#### [Data for the task]
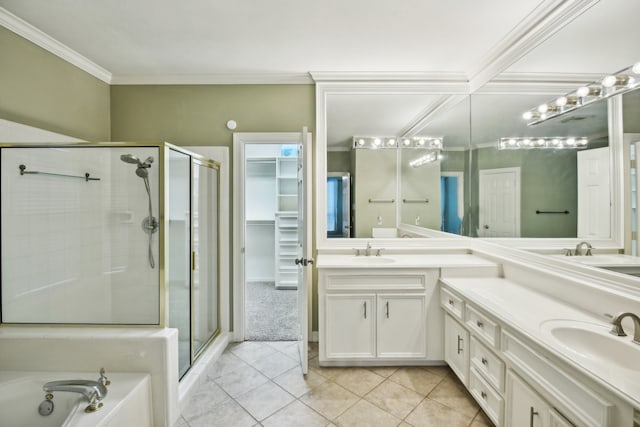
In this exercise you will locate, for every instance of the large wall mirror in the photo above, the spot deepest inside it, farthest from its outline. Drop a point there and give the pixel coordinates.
(452, 195)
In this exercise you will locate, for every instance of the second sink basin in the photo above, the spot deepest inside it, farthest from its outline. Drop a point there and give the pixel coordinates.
(593, 344)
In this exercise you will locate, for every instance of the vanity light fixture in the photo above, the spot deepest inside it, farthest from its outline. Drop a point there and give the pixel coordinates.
(556, 143)
(425, 159)
(618, 83)
(380, 142)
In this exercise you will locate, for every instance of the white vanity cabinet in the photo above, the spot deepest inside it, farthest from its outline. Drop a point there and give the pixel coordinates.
(516, 381)
(386, 316)
(456, 348)
(524, 406)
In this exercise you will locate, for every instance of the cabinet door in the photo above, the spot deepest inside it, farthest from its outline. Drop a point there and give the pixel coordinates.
(456, 348)
(350, 326)
(402, 326)
(524, 407)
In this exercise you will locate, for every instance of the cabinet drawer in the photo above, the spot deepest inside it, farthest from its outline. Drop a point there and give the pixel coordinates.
(489, 399)
(409, 281)
(482, 326)
(451, 303)
(563, 388)
(488, 364)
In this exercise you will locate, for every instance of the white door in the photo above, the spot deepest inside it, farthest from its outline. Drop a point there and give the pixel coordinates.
(499, 199)
(304, 260)
(594, 196)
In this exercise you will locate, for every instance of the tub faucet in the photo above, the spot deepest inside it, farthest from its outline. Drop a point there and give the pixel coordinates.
(94, 391)
(579, 246)
(617, 326)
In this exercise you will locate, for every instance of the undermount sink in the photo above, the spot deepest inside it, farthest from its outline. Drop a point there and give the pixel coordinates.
(373, 259)
(593, 344)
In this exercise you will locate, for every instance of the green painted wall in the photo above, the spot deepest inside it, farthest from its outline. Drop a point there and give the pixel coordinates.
(197, 115)
(548, 182)
(339, 161)
(39, 89)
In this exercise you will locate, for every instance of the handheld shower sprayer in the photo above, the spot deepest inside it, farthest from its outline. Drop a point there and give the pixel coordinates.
(150, 223)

#### [What is required]
Set down all the data again exactly as above, pictures excluded.

#### [Output of the exercise]
In this exercise you will locate, for every instance of the large wall mirror in the photo above, the spot deepest inside it, farthest from its outline. Drop a point there and give the pixel coordinates.
(452, 195)
In this exercise you will locate, for every instance of the second sink basin in the photo above, the spot deepest inside it, farthest from its outline. Drop a point there and give the pixel coordinates.
(593, 344)
In this exercise you will locate, for every instance of the vanity light fixture in the photo above, the spot deepest inside it, farthest from its outline. Drop a point there and give the pixel coordinates.
(556, 143)
(425, 159)
(618, 83)
(380, 142)
In this exercise you will locate, for every instance of the white vanity cabinet in the photo above, the spot deepest inside it, farthest from its outline. Drop a point there and give the pixel coordinates.
(516, 381)
(386, 316)
(456, 348)
(524, 406)
In this exercise you will locate, for every instance of the cabinet door in the photo above, the spot deepest inside it, farthest from its outline. Drop a point there and give the pixel coordinates.
(456, 348)
(350, 326)
(402, 326)
(524, 407)
In this exercise you will locate, for every instance of the cabinet drawer in the photo above, the spot deepest inside it, farthest from its outline. Drop a point there and give the pixel coordinates.
(489, 399)
(409, 281)
(482, 326)
(451, 303)
(563, 388)
(488, 364)
In this exercise you will locate, for every instance of the white door in the photo above, the spot deepest inside it, farthest from its outline. Drop a point there and give the pixel coordinates.
(499, 199)
(304, 260)
(594, 196)
In this exercise you will locate, for every instance of the tub faucet in the photo above, the spot deepest inside it, farthest from its outline. Drop a point there and give the pixel coordinates.
(94, 391)
(579, 246)
(617, 326)
In this exercise you will locate, for every instance of the undermount sink in the photo above, the spot deepest inside it, farthest from its outline. Drop a point there and give the pixel coordinates.
(373, 259)
(593, 344)
In this exercise you will locate, for every instance of the green painted wall in the photo above, the spot deepest inside it, farthest from its outline. Drop a point there and give the pixel coordinates.
(197, 115)
(548, 182)
(339, 161)
(39, 89)
In this exercise you will locate, for every instance of the handheld shower sprayer in the photo above, the spot deepest inside it, farthest from its outline. Drop a point there and give the pixel coordinates.
(150, 223)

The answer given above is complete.